__GIVEN PROBLEM 1__
From the blog post about the California Locos, write out the passage between "The Cali Locos" and "this historic jamboree.", inclusive.
__GIVEN PROBLEM 2__
Answer these questions about the blog post on the California Locos:
(a) On what date was the post published?
(b) How many artists make up the Cali Locos art collective?
(c) Who is hosting the Saturday party, and for which magazine?
__GIVEN PROBLEM 3__
Keep writing the blog post about the California Locos, starting after its last sentence.

__SELECTED EXTRACT__
Showing posts with label Go Skate Day. Show all posts
Showing posts with label Go Skate Day. Show all posts

Tuesday, June 21, 2016

Celebrating The California Locos - A Skate Surf Punk Bash For The Ages

Today is Go Skateboarding Day, and where better to celebrate that than where it all started, right here in Southern California. Of course, skateboarding is now much more than the sport, it's an entire aesthetic, from clothing styles to fine art, and created an image coveted throughout the world. The artistic sensibilities of it can almost be personified within one group of artists - The California Locos.

The Cali Locos art collective is comprised of five world class artists: Chaz Bojórquez, Dave Tourjé, John Van Hamersveld, Norton Wisdom, and Gary Wong, each of whom have made their mark in skate and popular culture for the last 50 years. These are museum level artists, bridging the gap between the fine and street art that has defined Southern California's vibe ever since the dawn of skating and surfing.  Each of these legendary artists will be honored this Saturday, June 25th with an epic shindig hosted by Terri Craft and Dan Levy of Juice Magazine at The Rose Room and at Juice Headquarters on Ocean Front Walk. This is a Venice party that will be talked about for a long time to come, and you do not want to miss this historic jamboree.

__AVAILABLE DATA__
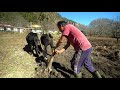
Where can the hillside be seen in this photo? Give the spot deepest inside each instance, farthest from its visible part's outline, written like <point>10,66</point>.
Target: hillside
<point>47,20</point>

__TASK RESPONSE 1__
The Cali Locos art collective is comprised of five world class artists: Chaz Bojórquez, Dave Tourjé, John Van Hamersveld, Norton Wisdom, and Gary Wong, each of whom have made their mark in skate and popular culture for the last 50 years. These are museum level artists, bridging the gap between the fine and street art that has defined Southern California's vibe ever since the dawn of skating and surfing.  Each of these legendary artists will be honored this Saturday, June 25th with an epic shindig hosted by Terri Craft and Dan Levy of Juice Magazine at The Rose Room and at Juice Headquarters on Ocean Front Walk. This is a Venice party that will be talked about for a long time to come, and you do not want to miss this historic jamboree.

__TASK RESPONSE 2__
(a) Tuesday, June 21, 2016
(b) Five
(c) Terri Craft and Dan Levy of Juice Magazine

__TASK RESPONSE 3__
These are some of the most profound artists in California history ... their authenticity cannot be questioned. The Cali Locos have all been friends for decades, and are a wonderful mix of international influences. All say that they inspire each other in different ways, and push one another to keep creating. "It's kind of like skating a pool," says founding member Tourjé. "You gotta bring your A game, and we all push each other to go higher." They all have a Chouinard Art Institute (later Cal Arts) connection, and all have been working artists since those days.

Tourjé bought and restored the old Chouinard house in Pasadena in 1998, and in 1999 formed The Chouinard Foundation to bring art programming into cities and schools. Learning more about other local groundbreaking artists caused Tourjé to get hyped about a collective of like-minded artists also influenced by the colorful and intense environments of urban Los Angeles. Tourjé has also made documentaries about both Chouinard and the Cali Locos, important historical works both.
Like the rest of the Cali Locos, Tourjé's art is always informed by the surf, skate, and punk scenes founded here. "This is happening all over the world, but L.A. is the epicenter of it all. The Cali Locos are a reflection of that, and that's why people enjoy it," Tourjé told me absolutely correctly. We love it.

Chaz Bojórquez is known as the Godfather of L.A. graffiti. From the streets of East L.A. to being in the collections of several fine art museums, Bojórquez has spent the last decades studying and mastering the art of lettering. He traveled the world to learn other styles (like Chinese calligraphy) different from the Cholo work being done locally, creating something entirely his own. He is known for his iconic stylized skull, "Señor Suerte" (Mr. Luck), and really started the stencil tag, later popularized by Banksy and Shepard Fairey. Today Bójorquez is collected all over the world, in museums from LACMA to The Smithsonian.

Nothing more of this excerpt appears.